### Fragmento del documento:
..........

Sin embargo, estos conceptos de K. Schneider pueden ser sometidos a critica. Así, de un modo magistral, Hillman (1987) en un trabajo apenas citado pero extraordinariamente esclarecedor, ha analizado el proceso de pensamiento que subyace a la actividad delirante y llega a la conclusión que no es distinto del proceso mediante el cual cada uno constituye su mundo y lo puebla de significados. Dónde está la diferencia se pregunta, la diferencia está en el individuo. Esta conclusión es análoga a la de la última y monumental obra de Ey (xx) sobre las alucinaciones que dice que no existe la alucinación, sólo el que alucina. Más adelante volveré sobre este punto a propósito de un trabajo de Blankenburg (1965), porque es nuclear para estas reflexiones. Las conclusiones de Hillman se aplican con precisión a la percepción delirante y las de Ey a las alucinaciones, pero lo mismo sucede en la intuición delirante.
John Nash (Nassar, 1998) es uno de los matemáticos más geniales de nuestra época. Fue galardonado con el Premio Nobel de economía por el desarrollo de modelos matemáticos complejos sobre la teoría de los juegos que tuvieron su aplicación en economía. Nash padeció una esquizofrenia que le tuvo ingresado en un hospital psiquiátrico durante un largo periodo de tiempo. Entre sus delirios destacaba la persecución de la que se sentía objeto por parte de seres extraterrestres. Ya en el periodo de recuperación un compañero matemático le preguntó que cómo era posible que una persona tan inteligente como él creyera en la existencia de esos seres y en su capacidad para perseguirle, su respuesta fue: las ideas que tenía sobre seres sobrenaturales me venían de la misma forma que lo hacían mis ideas matemáticas. Por lo tanto me lo tomaba en serio. El mismo Nash explicó más tarde que la intuición de grandes matemáticos tampoco se diferenciaban tanto de las ideas delirantes (Nash, 1996).
Una alternativa a la definición de la enfermedad mental en torno a la pérdida de la verdad es hacerlo desde la perspectiva de la falta de libertad. Así lo han hecho, entre otros, Ey (1977) y López Ibor (1966) . Ambos fueron líderes en la Asociación Mundial de Psiquiatría, el uno Secretario General, el otro Presidente, y por lo tanto muy sensibles a la situación de los enfermos mentales en países con libertades comprometidas y los abusos de la psiquiatría en la Unión Soviética que se produjeron hasta la perestroica. Ey llegó a escribir: el hecho psicopatológico y específicamente el psicótico no aparece mas que en las estructuras sociales donde circula bastante libertad para que la falta de libertad salte a los ojos como libertad ontológica (Pahlem, 2000). De un modo indirecto un discípulo de K. Schneider, Kranz (1975), adopta el mismo punto de vista cuando, al analizar la responsabilidad penal de las psicopatías que, siguiendo a su maestro, no son enfermedades sino variaciones del modo de ser psíquico, dice que en círculos forenses la psicopatía tiene valor de enfermedad. López Ibor (1951), yendo más lejos, dice que la imputabilidad en las psicopatías ha de evaluarse desde la pérdida de libertad frente a sí mismo.

..........

### Problema:
Responde, por favor, a estas preguntas sobre el fragmento:
1. Según Hillman, ¿dónde está la diferencia entre el proceso de pensamiento delirante y el que usa cada uno para constituir su mundo?
2. ¿Qué premio recibió John Nash?
3. ¿En qué organización fueron líderes Ey y López Ibor?
El material no tiene ningún papel en este ejercicio.

### Datos proporcionados:
..........

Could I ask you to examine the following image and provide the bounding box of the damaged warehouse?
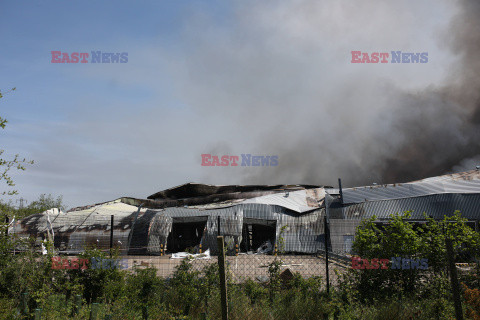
[10,183,325,255]
[9,169,480,255]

..........

### Respuesta:
1. En el individuo.
2. El Premio Nobel de economía.
3. En la Asociación Mundial de Psiquiatría.